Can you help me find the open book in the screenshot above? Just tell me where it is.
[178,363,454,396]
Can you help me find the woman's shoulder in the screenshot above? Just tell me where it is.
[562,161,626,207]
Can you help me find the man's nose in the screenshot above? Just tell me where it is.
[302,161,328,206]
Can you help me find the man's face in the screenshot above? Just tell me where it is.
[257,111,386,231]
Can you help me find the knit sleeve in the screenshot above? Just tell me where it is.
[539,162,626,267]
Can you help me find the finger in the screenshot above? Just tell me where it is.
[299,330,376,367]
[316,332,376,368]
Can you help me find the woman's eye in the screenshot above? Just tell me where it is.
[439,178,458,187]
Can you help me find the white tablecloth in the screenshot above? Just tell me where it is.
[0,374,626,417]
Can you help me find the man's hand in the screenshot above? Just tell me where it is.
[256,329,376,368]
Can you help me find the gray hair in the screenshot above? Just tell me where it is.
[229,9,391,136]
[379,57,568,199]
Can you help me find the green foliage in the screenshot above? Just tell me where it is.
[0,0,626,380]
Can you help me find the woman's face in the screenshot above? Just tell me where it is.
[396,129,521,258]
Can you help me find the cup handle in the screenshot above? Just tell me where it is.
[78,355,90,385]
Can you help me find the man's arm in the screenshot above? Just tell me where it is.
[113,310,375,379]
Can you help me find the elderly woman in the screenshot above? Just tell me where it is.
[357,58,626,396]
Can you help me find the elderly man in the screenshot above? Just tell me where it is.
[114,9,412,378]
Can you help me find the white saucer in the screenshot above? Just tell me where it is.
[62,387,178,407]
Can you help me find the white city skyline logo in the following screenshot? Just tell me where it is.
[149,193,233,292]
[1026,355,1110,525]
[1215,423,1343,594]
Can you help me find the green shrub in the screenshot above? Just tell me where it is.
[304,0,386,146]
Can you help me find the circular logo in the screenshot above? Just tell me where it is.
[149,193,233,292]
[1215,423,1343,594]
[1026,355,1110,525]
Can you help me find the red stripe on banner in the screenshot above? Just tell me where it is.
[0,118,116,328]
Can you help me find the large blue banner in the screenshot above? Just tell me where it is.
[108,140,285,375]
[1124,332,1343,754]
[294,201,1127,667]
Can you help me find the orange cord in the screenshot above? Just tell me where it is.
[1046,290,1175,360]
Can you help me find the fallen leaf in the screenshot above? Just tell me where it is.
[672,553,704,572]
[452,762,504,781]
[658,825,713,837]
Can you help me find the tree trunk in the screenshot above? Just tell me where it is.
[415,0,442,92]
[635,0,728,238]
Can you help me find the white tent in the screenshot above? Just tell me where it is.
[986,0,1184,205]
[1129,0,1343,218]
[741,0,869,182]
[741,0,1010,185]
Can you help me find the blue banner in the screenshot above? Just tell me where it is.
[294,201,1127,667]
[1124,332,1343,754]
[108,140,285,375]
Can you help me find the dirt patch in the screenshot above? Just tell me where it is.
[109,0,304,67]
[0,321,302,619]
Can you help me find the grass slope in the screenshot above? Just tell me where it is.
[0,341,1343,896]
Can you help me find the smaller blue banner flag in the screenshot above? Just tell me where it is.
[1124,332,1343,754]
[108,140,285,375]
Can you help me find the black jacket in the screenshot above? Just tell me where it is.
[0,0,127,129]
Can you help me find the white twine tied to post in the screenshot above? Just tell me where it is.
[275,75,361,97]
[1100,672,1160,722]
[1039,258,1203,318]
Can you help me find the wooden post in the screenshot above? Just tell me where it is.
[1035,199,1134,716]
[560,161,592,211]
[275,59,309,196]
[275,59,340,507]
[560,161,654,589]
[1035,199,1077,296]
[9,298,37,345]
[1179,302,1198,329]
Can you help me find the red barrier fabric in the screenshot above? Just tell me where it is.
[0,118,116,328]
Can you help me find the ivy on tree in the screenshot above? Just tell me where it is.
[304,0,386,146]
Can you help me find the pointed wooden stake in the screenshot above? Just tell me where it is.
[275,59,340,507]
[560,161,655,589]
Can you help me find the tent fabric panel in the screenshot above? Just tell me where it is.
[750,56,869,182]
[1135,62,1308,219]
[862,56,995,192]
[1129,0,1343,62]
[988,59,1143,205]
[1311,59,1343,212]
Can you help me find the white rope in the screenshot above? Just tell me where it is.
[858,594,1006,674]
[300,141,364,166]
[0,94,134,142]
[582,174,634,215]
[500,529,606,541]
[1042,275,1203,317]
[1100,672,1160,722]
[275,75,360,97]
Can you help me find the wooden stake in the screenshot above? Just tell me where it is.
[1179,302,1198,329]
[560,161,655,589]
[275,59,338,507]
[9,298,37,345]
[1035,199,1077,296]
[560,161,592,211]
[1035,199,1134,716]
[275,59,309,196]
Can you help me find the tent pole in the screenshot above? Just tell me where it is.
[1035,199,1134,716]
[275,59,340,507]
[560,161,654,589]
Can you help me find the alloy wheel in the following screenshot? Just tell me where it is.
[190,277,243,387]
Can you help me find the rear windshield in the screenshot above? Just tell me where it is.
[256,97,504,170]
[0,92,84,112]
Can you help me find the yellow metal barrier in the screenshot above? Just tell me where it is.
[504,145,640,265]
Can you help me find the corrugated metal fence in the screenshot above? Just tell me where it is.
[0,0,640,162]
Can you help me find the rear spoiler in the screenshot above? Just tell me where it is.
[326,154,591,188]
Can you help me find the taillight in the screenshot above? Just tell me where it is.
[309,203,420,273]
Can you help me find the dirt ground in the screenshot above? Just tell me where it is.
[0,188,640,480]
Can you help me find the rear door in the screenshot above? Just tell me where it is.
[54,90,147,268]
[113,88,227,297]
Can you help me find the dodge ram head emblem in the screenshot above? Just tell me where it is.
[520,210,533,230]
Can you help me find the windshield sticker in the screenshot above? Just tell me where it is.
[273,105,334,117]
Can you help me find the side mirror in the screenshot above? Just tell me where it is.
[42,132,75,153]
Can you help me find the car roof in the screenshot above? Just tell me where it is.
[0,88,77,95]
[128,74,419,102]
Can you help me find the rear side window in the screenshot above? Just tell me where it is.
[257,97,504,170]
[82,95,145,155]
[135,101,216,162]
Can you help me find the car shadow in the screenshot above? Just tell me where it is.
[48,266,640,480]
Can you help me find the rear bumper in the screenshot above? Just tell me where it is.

########################################

*Prompt*.
Gather every line above that contains the word "post", and copy each one in full. Match capitals and small letters exactly.

*Task result*.
Can you help me find the white twine tied to post in the screenshot above? Just tell me where it is.
Can you help me find the wooden post in the screenshot above? Just tell me where it is.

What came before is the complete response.